Set task:
Make an exact transcription of the material, leaving out all images.

The records:
=-=-=

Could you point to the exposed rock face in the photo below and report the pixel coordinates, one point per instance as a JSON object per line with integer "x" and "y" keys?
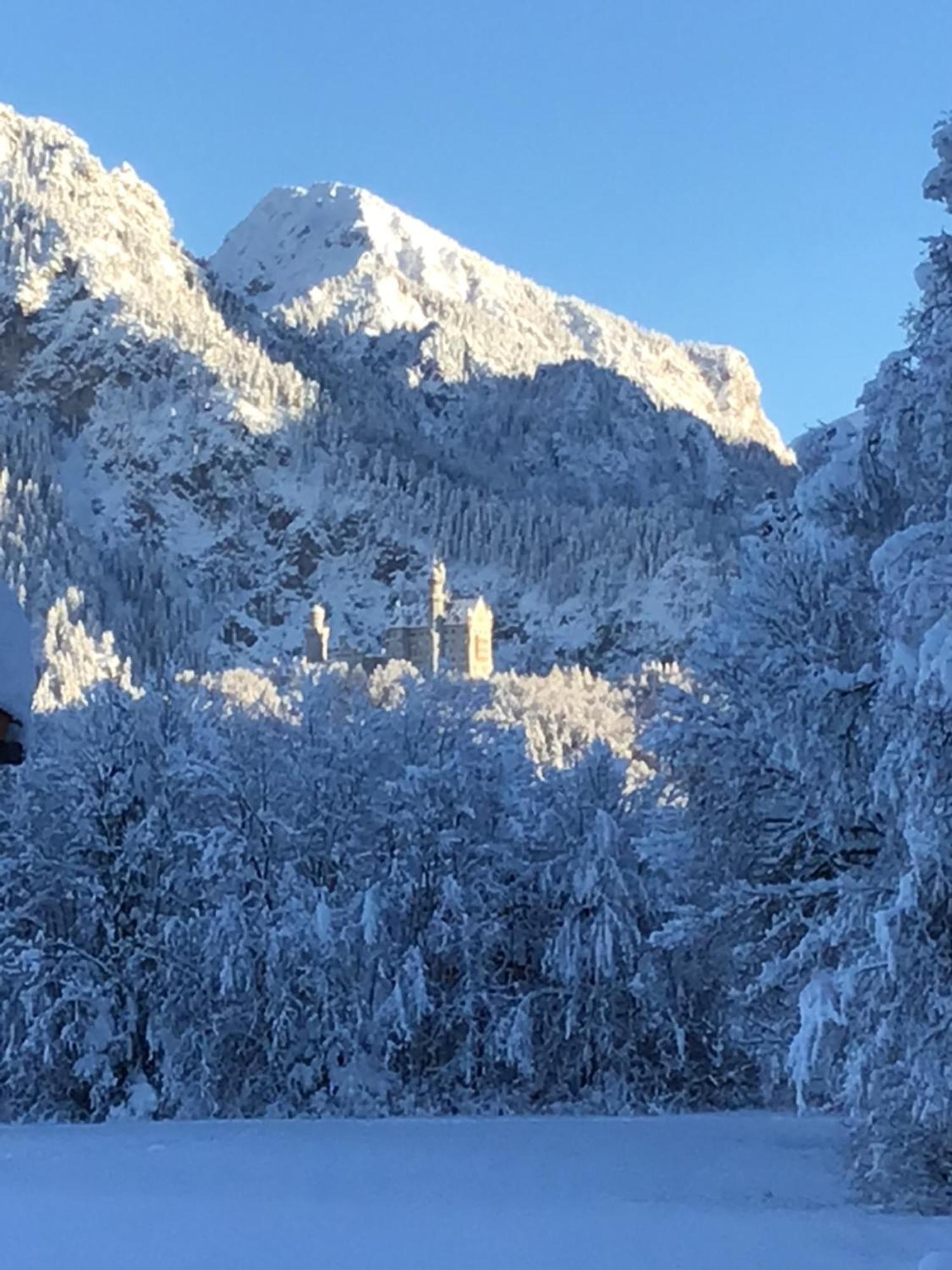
{"x": 341, "y": 394}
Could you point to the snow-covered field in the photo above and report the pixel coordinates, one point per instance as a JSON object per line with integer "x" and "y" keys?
{"x": 692, "y": 1193}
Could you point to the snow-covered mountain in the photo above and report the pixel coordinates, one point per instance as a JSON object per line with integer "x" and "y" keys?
{"x": 206, "y": 449}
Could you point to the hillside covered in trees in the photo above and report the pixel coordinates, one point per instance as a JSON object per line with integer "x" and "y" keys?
{"x": 234, "y": 890}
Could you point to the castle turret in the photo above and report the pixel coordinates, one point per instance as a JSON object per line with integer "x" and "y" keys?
{"x": 318, "y": 636}
{"x": 439, "y": 592}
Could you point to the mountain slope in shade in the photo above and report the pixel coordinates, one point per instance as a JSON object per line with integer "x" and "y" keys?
{"x": 338, "y": 257}
{"x": 209, "y": 449}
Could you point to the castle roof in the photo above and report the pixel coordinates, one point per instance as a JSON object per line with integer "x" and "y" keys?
{"x": 460, "y": 608}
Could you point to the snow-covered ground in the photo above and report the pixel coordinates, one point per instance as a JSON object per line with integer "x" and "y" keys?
{"x": 744, "y": 1192}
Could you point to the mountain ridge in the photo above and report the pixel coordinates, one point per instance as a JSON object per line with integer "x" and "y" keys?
{"x": 205, "y": 465}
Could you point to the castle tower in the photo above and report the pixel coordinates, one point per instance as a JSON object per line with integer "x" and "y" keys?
{"x": 318, "y": 636}
{"x": 439, "y": 594}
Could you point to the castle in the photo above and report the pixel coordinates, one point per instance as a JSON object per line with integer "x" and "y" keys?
{"x": 456, "y": 637}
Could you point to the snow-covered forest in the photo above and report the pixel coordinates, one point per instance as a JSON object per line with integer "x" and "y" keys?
{"x": 246, "y": 891}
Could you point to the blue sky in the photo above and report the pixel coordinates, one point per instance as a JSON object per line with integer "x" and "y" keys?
{"x": 747, "y": 172}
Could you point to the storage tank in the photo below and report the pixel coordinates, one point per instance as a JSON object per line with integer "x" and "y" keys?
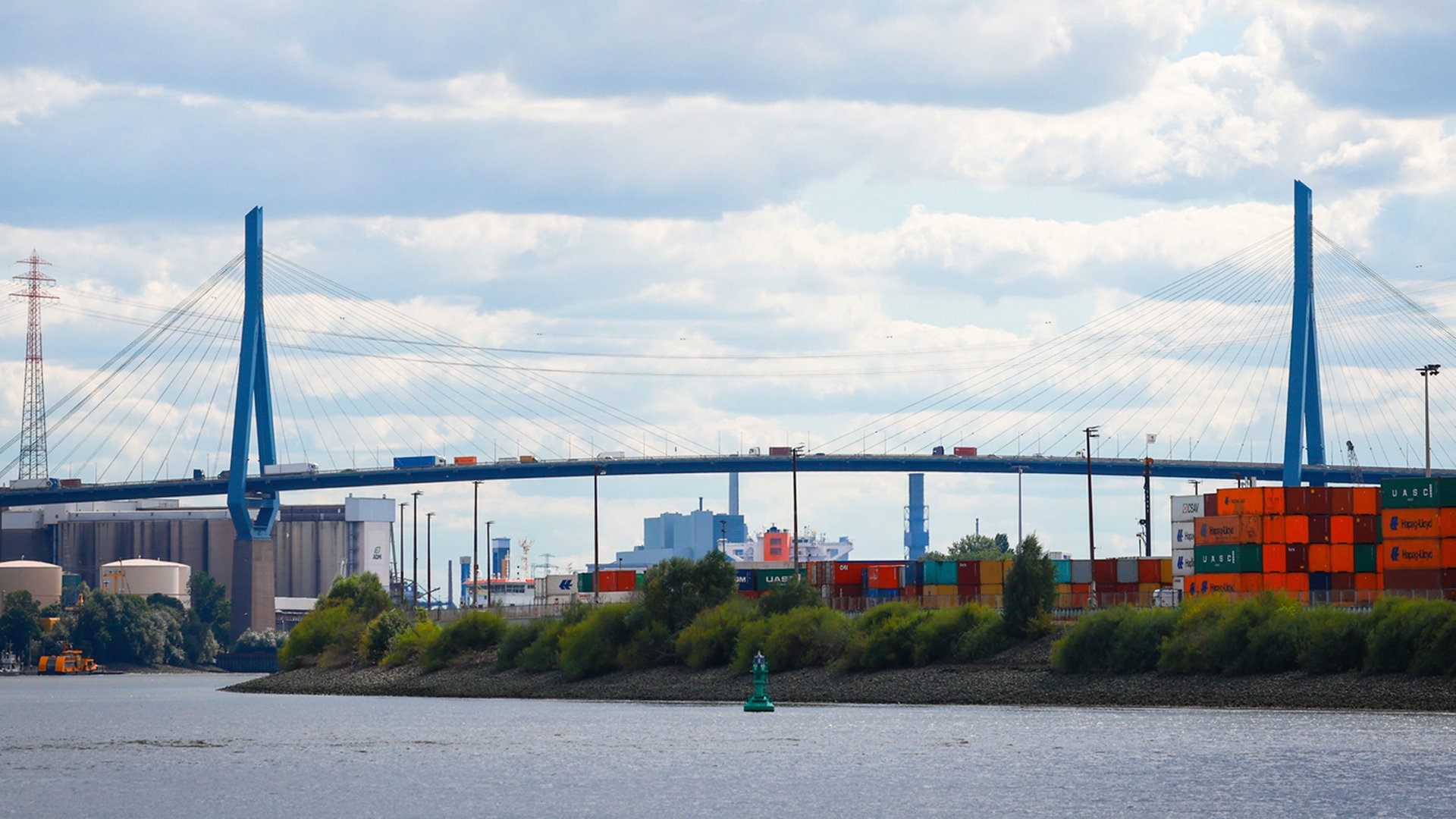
{"x": 142, "y": 576}
{"x": 42, "y": 580}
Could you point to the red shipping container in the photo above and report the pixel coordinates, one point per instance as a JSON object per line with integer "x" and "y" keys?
{"x": 1149, "y": 570}
{"x": 1318, "y": 528}
{"x": 1366, "y": 500}
{"x": 1274, "y": 529}
{"x": 1296, "y": 502}
{"x": 1320, "y": 557}
{"x": 968, "y": 572}
{"x": 1366, "y": 528}
{"x": 1411, "y": 554}
{"x": 1410, "y": 523}
{"x": 1274, "y": 556}
{"x": 1273, "y": 500}
{"x": 1316, "y": 500}
{"x": 1296, "y": 558}
{"x": 1413, "y": 579}
{"x": 1296, "y": 529}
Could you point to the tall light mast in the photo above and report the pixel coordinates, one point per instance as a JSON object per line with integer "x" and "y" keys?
{"x": 33, "y": 422}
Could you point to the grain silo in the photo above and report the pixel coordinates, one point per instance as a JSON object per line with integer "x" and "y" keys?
{"x": 143, "y": 576}
{"x": 42, "y": 580}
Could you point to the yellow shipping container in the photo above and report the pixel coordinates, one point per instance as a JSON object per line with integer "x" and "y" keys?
{"x": 992, "y": 572}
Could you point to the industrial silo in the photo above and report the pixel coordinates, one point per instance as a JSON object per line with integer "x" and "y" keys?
{"x": 142, "y": 576}
{"x": 42, "y": 580}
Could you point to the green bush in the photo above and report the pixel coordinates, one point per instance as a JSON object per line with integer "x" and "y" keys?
{"x": 379, "y": 634}
{"x": 799, "y": 639}
{"x": 1119, "y": 640}
{"x": 408, "y": 645}
{"x": 884, "y": 637}
{"x": 1334, "y": 640}
{"x": 938, "y": 634}
{"x": 1413, "y": 637}
{"x": 710, "y": 640}
{"x": 475, "y": 632}
{"x": 1031, "y": 589}
{"x": 986, "y": 640}
{"x": 590, "y": 648}
{"x": 1254, "y": 635}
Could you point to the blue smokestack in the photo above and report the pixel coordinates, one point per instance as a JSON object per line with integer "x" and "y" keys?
{"x": 918, "y": 532}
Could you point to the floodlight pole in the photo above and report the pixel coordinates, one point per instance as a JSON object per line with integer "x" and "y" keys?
{"x": 1426, "y": 375}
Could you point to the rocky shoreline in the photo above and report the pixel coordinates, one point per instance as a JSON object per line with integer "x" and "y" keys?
{"x": 1019, "y": 679}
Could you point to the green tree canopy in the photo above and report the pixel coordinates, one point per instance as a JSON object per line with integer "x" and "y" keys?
{"x": 976, "y": 547}
{"x": 1031, "y": 589}
{"x": 674, "y": 591}
{"x": 20, "y": 621}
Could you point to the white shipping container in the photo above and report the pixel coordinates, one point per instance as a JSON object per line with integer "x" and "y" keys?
{"x": 1185, "y": 507}
{"x": 1183, "y": 561}
{"x": 1183, "y": 535}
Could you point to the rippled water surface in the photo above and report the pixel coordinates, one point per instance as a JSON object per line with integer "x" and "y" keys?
{"x": 172, "y": 745}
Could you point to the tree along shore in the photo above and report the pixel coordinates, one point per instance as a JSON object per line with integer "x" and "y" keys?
{"x": 1018, "y": 678}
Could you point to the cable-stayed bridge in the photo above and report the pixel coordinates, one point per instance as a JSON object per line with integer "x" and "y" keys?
{"x": 1191, "y": 381}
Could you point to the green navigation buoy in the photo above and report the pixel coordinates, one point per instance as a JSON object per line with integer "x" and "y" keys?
{"x": 761, "y": 687}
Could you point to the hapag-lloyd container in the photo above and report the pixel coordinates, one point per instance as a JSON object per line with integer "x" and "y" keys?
{"x": 1411, "y": 553}
{"x": 1398, "y": 523}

=-=-=

Result of this task:
Could you point to the exposed rock face in the photo below and report the pixel coordinates, one point per instance as a JSON object per line with integer "x" and "y" keys?
{"x": 341, "y": 394}
Could you point to the snow-covered field in the photo above and report the pixel coordinates, one point per instance as a JSON object per line with integer "x" and "y" keys?
{"x": 692, "y": 1193}
Could you point to the snow-covered mountain in the photo above and report the pixel coordinates, one point per instance as a JSON object per line with integer "x" and "y" keys?
{"x": 206, "y": 449}
Could you point to the hillside covered in trees in the photo above and report the pixel coordinates, one point per instance as a JSON object per line with integer "x" and "y" keys?
{"x": 234, "y": 890}
Could you point to the castle turret in the photo above and report the pixel coordinates, one point per instance as a JSON object per line with integer "x" and "y" keys?
{"x": 318, "y": 636}
{"x": 439, "y": 592}
Could you point to the mountain slope in shade in the photo above and report the pixel coordinates, one point per instance as a JSON object per line with integer "x" and "y" keys?
{"x": 338, "y": 257}
{"x": 209, "y": 449}
Could you point to the castle roof in the photo above and report the pixel coordinates, one point per instance as a JSON object per line with integer "x" and "y" keys?
{"x": 460, "y": 608}
Could you point to the snow-covered ground in the photo above and report the pixel coordinates, one point per instance as a JSON object per line with integer "x" and "y" keys?
{"x": 744, "y": 1192}
Could you point to the mountain ridge in the photo above and report the pixel coordinates, one point per instance as a JSON object per line with integer "x" and "y" keys?
{"x": 205, "y": 465}
Could you point to the castle tower in the photo above and report the pixel coordinates, one point per instance as a JSON object per line with integer "x" and "y" keys?
{"x": 318, "y": 636}
{"x": 439, "y": 594}
Could you point to the castle in the photo above and report the pixel coordinates, one point per instance as a JSON object per line with integer "x" and "y" keys?
{"x": 456, "y": 637}
Could you point to the snow-covered forest in the photo above and report the pixel coordinates, one point per instance as a JSON object per line with integer "x" and "y" keys?
{"x": 246, "y": 891}
Could you point to the blue sky in the photo above and report the pixel coordinates, one point per instance as a JSON object per line with integer "x" and "y" keys?
{"x": 747, "y": 172}
Could you point to the storage tank in the photo below and report the pixel coordinates, one point per instance as a JSON object per line with integer "x" and "y" keys?
{"x": 142, "y": 576}
{"x": 42, "y": 580}
Could you point to the red shipping container in the photo above and report the pixel coordinates, one point per instance as a JSON object per line with integer "x" and "y" keys?
{"x": 1149, "y": 570}
{"x": 1318, "y": 528}
{"x": 1366, "y": 500}
{"x": 1274, "y": 529}
{"x": 1296, "y": 502}
{"x": 1320, "y": 557}
{"x": 968, "y": 572}
{"x": 1366, "y": 528}
{"x": 1411, "y": 554}
{"x": 1410, "y": 523}
{"x": 1274, "y": 556}
{"x": 1273, "y": 500}
{"x": 1316, "y": 500}
{"x": 1296, "y": 558}
{"x": 1413, "y": 579}
{"x": 1296, "y": 529}
Could you point to the tall light mast in the photo above and report the pixel coordinates, one point per instance as a JSON object per line with integer "x" and "y" keys?
{"x": 33, "y": 422}
Could you point to the grain silo in the photo above and report the pixel coordinates, one point per instance as a JSON object per line with integer "x" and "y" keys?
{"x": 143, "y": 576}
{"x": 42, "y": 580}
Could you point to the yellow shipping container in the photo above and report the pixel coordinates, one point per instance as a JSON object per line with integer "x" and "y" keys?
{"x": 992, "y": 572}
Could you point to the industrial silo in the photo above and report the pixel coordinates, one point per instance as a JSON object per line with integer "x" and "y" keys?
{"x": 142, "y": 576}
{"x": 42, "y": 580}
Could you point to the green bush in the photo above and report the pixel coordinates, one point per instance as a JSON object per line with integer "x" and "y" keys?
{"x": 379, "y": 634}
{"x": 799, "y": 639}
{"x": 1119, "y": 640}
{"x": 408, "y": 645}
{"x": 884, "y": 637}
{"x": 1334, "y": 640}
{"x": 938, "y": 634}
{"x": 1413, "y": 637}
{"x": 710, "y": 640}
{"x": 475, "y": 632}
{"x": 1031, "y": 589}
{"x": 986, "y": 640}
{"x": 590, "y": 648}
{"x": 1254, "y": 635}
Could you point to the blue smokestack in the photo above and report the pixel coordinates, one point per instance as a JSON object per line with integer "x" and "y" keys?
{"x": 918, "y": 532}
Could you point to the floodlight pole in the photo above and report the pixel coordinates, one point per instance as a JSON object per line with integer "x" and "y" keys?
{"x": 1426, "y": 375}
Could you point to the rocky shoreline in the photo above and report the pixel coordinates, one point per instance as a JSON object per line with integer "x" and "y" keys?
{"x": 1019, "y": 679}
Could you point to the green tree canopy in the photo above and report the pixel coordinates, one point per instance as a JSON object per line with integer "x" and "y" keys?
{"x": 976, "y": 547}
{"x": 1031, "y": 589}
{"x": 674, "y": 591}
{"x": 20, "y": 621}
Could you point to the white shipping container in the photo above and report the pixel coordinates, one point per instance as a JSON object per line with integer "x" and "y" keys?
{"x": 1185, "y": 507}
{"x": 1183, "y": 561}
{"x": 1183, "y": 535}
Could you point to the rippled water surface in the photo above and report the pixel coordinates, one point per instance as a JSON object per line with integer "x" and "y" keys?
{"x": 172, "y": 745}
Could you point to the tree along shore in the photo above and report the pixel coordinates, one point per instance as a JSON object per line with integer "x" and "y" keys?
{"x": 1018, "y": 678}
Could you point to the cable-stayed bridge in the photo above and report the pixel coordinates, one point per instance as a JSON object per line with integer "x" and "y" keys?
{"x": 1191, "y": 381}
Could you point to the green navigation buoy in the photo above and report the pixel coordinates, one point per instance as a JSON object per line with integer "x" and "y" keys?
{"x": 761, "y": 687}
Could you point to the hapag-lloyd container in the photo above and report the pixel coordinates, one point per instance as a JSON object per line with integer "x" and "y" keys?
{"x": 1411, "y": 553}
{"x": 1398, "y": 523}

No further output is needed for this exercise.